*What is needed*. The complete listing should be restated word for word.

*Provided information*.
##############################
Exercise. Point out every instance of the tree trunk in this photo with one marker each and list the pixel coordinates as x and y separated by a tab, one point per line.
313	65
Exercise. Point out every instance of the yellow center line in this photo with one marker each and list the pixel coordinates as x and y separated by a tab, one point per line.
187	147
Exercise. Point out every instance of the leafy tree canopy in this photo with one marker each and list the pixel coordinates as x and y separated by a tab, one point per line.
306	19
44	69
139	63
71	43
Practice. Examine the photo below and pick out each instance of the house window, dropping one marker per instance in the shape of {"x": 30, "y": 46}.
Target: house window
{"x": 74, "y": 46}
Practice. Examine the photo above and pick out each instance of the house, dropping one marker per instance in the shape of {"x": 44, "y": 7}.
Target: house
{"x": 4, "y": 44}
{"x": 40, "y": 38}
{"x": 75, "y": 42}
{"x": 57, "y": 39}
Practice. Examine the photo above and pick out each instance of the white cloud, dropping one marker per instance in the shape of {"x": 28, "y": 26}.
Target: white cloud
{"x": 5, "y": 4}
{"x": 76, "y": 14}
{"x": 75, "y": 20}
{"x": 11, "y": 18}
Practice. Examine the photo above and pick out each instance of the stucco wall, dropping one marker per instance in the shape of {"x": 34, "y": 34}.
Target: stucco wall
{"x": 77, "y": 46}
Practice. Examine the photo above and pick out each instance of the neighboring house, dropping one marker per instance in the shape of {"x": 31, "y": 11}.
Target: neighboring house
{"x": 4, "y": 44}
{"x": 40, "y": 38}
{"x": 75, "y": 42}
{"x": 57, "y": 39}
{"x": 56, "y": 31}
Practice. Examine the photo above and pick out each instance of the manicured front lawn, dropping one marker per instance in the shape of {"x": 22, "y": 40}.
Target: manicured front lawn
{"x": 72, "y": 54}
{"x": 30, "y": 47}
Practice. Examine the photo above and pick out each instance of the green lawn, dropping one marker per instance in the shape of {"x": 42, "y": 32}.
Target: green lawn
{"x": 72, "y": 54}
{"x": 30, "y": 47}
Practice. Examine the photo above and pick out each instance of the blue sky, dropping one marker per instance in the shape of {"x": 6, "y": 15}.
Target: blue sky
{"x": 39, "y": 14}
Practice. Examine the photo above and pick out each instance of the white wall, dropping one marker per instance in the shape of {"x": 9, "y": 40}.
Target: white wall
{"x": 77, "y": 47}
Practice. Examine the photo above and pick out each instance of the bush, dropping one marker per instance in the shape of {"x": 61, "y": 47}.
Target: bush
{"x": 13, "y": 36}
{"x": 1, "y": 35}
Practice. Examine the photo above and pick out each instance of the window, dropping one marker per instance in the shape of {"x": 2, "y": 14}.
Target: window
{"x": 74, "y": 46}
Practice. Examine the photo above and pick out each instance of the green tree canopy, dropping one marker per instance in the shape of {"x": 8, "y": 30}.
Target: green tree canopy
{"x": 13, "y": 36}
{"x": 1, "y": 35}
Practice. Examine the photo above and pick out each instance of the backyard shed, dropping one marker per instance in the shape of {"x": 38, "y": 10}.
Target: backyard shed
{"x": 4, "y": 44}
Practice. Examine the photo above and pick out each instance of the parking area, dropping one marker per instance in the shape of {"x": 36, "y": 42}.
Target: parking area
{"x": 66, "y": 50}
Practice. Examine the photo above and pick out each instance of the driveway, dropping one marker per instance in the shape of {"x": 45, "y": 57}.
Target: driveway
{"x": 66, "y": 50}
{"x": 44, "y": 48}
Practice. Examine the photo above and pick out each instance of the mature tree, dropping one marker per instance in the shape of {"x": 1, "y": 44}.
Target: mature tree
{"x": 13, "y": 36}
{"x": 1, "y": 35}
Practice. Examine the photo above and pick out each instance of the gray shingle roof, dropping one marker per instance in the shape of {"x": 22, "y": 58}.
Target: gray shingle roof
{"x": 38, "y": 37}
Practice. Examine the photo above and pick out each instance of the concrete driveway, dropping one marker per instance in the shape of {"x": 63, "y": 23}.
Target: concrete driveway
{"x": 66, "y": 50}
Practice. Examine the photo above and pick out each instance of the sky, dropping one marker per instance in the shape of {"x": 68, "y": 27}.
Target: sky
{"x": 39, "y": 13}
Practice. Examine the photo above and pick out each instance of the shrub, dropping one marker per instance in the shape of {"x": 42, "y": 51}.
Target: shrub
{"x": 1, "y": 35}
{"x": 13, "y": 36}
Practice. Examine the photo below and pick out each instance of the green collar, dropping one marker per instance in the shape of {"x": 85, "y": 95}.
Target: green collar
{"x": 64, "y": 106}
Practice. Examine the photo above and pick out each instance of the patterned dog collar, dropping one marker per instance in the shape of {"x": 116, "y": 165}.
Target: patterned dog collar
##############################
*Response below*.
Exercise. Point out every instance of the tree trunk in this photo with one marker each and list the pixel coordinates as x and y separated by a tab, one point per line.
313	65
Exercise. Point out every instance of the yellow center line in this photo with one marker each and list the pixel coordinates as x and y separated by a tab, one point per line.
187	147
Exercise. Point out every instance of the leafy tree canopy in this photo with one marker each and list the pixel coordinates as x and y separated by a tab, one point per line.
306	19
44	69
139	63
71	43
Practice. Examine the photo below and pick out each instance of the house window, dropping one marker per instance in the shape of {"x": 30, "y": 46}.
Target: house window
{"x": 74, "y": 46}
Practice. Examine the photo above and pick out each instance of the house, dropping one marker per instance in the shape of {"x": 44, "y": 7}.
Target: house
{"x": 4, "y": 44}
{"x": 40, "y": 38}
{"x": 75, "y": 42}
{"x": 57, "y": 39}
Practice. Examine the photo above and pick out each instance of the white cloud, dropping one marker per instance in the shape of {"x": 28, "y": 26}.
Target: white cloud
{"x": 5, "y": 4}
{"x": 76, "y": 14}
{"x": 75, "y": 20}
{"x": 11, "y": 18}
Practice. Examine the photo above and pick out each instance of the stucco wall, dropping one marker per instance in the shape of {"x": 34, "y": 34}.
Target: stucco wall
{"x": 77, "y": 46}
Practice. Examine the photo above and pick out each instance of the neighboring house, dropping one marker per instance in the shape of {"x": 31, "y": 11}.
Target: neighboring house
{"x": 4, "y": 44}
{"x": 40, "y": 38}
{"x": 75, "y": 42}
{"x": 57, "y": 39}
{"x": 56, "y": 31}
Practice. Examine the photo above and pick out each instance of the manicured front lawn, dropping one marker per instance in the shape of {"x": 22, "y": 40}.
Target: manicured front lawn
{"x": 72, "y": 54}
{"x": 30, "y": 47}
Practice. Examine the photo above and pick out each instance of the green lawn, dropping one marker per instance in the shape of {"x": 42, "y": 32}.
Target: green lawn
{"x": 72, "y": 54}
{"x": 30, "y": 47}
Practice. Examine the photo above and pick out each instance of the blue sky, dropping one marker per instance in the shape of {"x": 6, "y": 15}.
Target: blue sky
{"x": 39, "y": 14}
Practice. Examine the photo above and pick out each instance of the white wall, dropping one marker per instance in the shape of {"x": 9, "y": 40}.
Target: white wall
{"x": 77, "y": 47}
Practice. Examine the photo above and pick out each instance of the bush, dropping one marker per instance in the shape of {"x": 61, "y": 47}.
Target: bush
{"x": 13, "y": 36}
{"x": 1, "y": 35}
Practice. Examine the photo above and pick out each instance of the window, dropping one marker per instance in the shape of {"x": 2, "y": 14}.
Target: window
{"x": 74, "y": 46}
Practice. Examine the photo above and pick out each instance of the green tree canopy, dropping one marker per instance in the shape of {"x": 8, "y": 30}.
Target: green tree canopy
{"x": 13, "y": 36}
{"x": 1, "y": 35}
Practice. Examine the photo above and pick out each instance of the backyard shed, dropping one marker per instance in the shape of {"x": 38, "y": 10}.
Target: backyard shed
{"x": 4, "y": 44}
Practice. Examine the photo above and pick out each instance of the parking area, dropping one marker per instance in the shape of {"x": 36, "y": 42}.
Target: parking area
{"x": 66, "y": 50}
Practice. Examine the photo above and pick out each instance of the driveway, dropping one marker per instance in the shape of {"x": 45, "y": 57}.
Target: driveway
{"x": 66, "y": 50}
{"x": 44, "y": 48}
Practice. Examine the photo above and pick out each instance of the mature tree, dropping one marker per instance in the shape of {"x": 1, "y": 44}.
Target: mature tree
{"x": 13, "y": 36}
{"x": 1, "y": 35}
Practice. Examine the photo above and pick out each instance of the gray shingle roof, dropping one marker per instance in the shape of {"x": 22, "y": 58}.
Target: gray shingle roof
{"x": 38, "y": 37}
Practice. Examine the photo above and pick out each instance of the concrete driveway, dropping one marker per instance in the shape of {"x": 63, "y": 23}.
Target: concrete driveway
{"x": 66, "y": 50}
Practice. Examine the photo above and pick out each instance of the sky, dropping one marker per instance in the shape of {"x": 68, "y": 27}.
Target: sky
{"x": 39, "y": 13}
Practice. Examine the photo above and pick out each instance of the shrub, dropping one marker per instance in the shape of {"x": 42, "y": 51}.
Target: shrub
{"x": 1, "y": 35}
{"x": 13, "y": 36}
Practice. Examine the photo below and pick out each instance of the green collar, dropping one marker per instance in the shape of {"x": 85, "y": 95}.
Target: green collar
{"x": 64, "y": 106}
Practice. Examine the photo above and pick out each instance of the patterned dog collar, dropping one marker per instance in the shape of {"x": 116, "y": 165}.
Target: patterned dog collar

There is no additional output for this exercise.